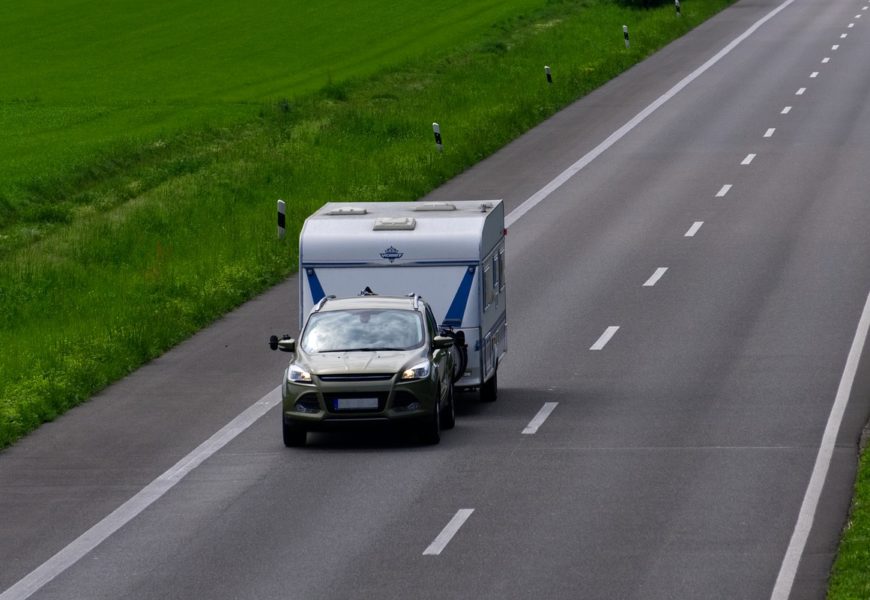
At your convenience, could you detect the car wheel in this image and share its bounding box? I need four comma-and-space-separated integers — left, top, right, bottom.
480, 371, 498, 402
283, 421, 308, 448
421, 396, 441, 445
441, 384, 456, 429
**********
:: Défi ::
Présentez l'ensemble des lignes ci-dessus sous forme de liste numérotée, en omettant les lignes vides. N'incluez pas les images dans votre réponse.

:: Réponse à l'exercice ::
1. At your convenience, could you detect the car wheel in this image and share its bounding box? I need four comma-and-space-separated integers — left, top, right, bottom.
2. 480, 371, 498, 402
3. 283, 421, 308, 448
4. 421, 396, 441, 445
5. 441, 384, 456, 429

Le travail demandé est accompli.